> _DIRECTIONS FOR THIS TASK_:
In the peer-review response below, which device obtained the speed information of the subject vehicle?

===== READING PASSAGE =====

5. section 3: how look like the data gathered for analysis? The statistical description of gathered data should be provided.

Answer: Thank you for posing such an important question. I am sorry that this part was not clear in the original manuscript. Millimeter wave radar is used to capture the relative position and relative speed data between the subject vehicle and the target vehicle. The video surveillance system was used to record the motion of the target vehicle; the GPS was used to record the geographic location of the subject vehicle; the CAN capture card obtained the speed information of the subject vehicle; and the wireless button recorded the moment when the participant performed the task. Therefore, the original data collected in this study were in multiple formats. After all the data were collected the useful data were manually selected for further analysis and Section 4 shows a statistical description of the data used in this study.

6. "Figure 7. Distribution of target vehicle motion and position parameters during relative distance estimation task " - what is the name and the unit of axis "x"? It should be added.

Answer: Thank you very much for your expert comment. So Figure 7 depicts the distribution of the sample data, in which position of the vertical coordinate in Figure 7 has more data and which position has a wider horizontal width.

7. "Figure 8. Distance Estimation Task Ridge Trace Plot" - what is the name and the unit of axis "x" and axis "y"? It should be added tool. The same remark is dedicated to figure 9 and all similar cases in this paper.

Answer: Thank you for your careful comments, which will help us a lot in our future writing.

(1) The names of axis "x" and axis "y" have been added in the revised manuscript. There are no units since the axes "x" and "y" are expressed as numbers.

(2) The axis "x" in Figure 9 represents the weight, which has no unit; the axis "y" has no practical meaning. We have added the meaning of axis "x" in Figure 9 of the revised manuscript.

8. a section called "6. Discussion and Conclusion" has a character of discussion. More detailed conclusions should be provided.

Answer: This was a very helpful suggestion for us. Based on your suggestion, we have separated the Conclusion section into Section 7 and summarized the findings of this study in “7. Conclusion and Future work”.

 

Author Response File: Author Response.docx

Reviewer 2 Report

1. The abstract is overloaded with narrative about the data, and a brief description is sufficient. The importance and significance of the research should be highlighted.

===== MATERIAL SUPPLIED =====

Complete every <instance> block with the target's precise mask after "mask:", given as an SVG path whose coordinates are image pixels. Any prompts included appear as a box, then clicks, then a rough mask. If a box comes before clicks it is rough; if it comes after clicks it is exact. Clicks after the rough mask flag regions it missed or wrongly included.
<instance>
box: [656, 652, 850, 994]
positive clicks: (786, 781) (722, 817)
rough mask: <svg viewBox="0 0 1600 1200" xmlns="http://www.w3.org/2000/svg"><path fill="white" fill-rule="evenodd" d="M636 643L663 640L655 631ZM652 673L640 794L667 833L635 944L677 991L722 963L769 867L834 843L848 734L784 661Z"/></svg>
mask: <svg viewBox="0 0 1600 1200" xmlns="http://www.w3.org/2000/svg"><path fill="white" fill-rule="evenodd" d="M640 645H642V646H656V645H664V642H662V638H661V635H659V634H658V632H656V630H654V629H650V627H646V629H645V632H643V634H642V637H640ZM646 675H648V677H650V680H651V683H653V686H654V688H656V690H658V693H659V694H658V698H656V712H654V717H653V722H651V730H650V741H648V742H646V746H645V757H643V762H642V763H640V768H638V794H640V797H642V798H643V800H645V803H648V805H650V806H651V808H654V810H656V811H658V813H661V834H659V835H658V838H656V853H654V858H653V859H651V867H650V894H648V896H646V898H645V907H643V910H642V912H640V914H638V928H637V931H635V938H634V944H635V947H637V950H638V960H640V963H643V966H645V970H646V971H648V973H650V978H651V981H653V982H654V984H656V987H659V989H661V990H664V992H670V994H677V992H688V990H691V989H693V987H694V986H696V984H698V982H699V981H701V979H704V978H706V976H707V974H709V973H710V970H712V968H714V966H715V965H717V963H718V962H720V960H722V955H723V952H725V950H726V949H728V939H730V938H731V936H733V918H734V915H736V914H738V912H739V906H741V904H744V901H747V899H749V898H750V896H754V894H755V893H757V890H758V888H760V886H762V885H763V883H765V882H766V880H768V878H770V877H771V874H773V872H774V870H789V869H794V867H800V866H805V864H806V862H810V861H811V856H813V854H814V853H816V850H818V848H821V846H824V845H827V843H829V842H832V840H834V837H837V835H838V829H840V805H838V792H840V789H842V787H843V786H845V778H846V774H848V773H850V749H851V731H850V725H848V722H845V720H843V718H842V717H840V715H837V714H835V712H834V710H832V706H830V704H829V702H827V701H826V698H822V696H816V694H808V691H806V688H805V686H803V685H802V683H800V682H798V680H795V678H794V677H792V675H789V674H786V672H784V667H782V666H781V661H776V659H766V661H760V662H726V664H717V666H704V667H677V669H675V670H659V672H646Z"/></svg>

=====

> _EXERCISE OUTPUT_:
The CAN capture card.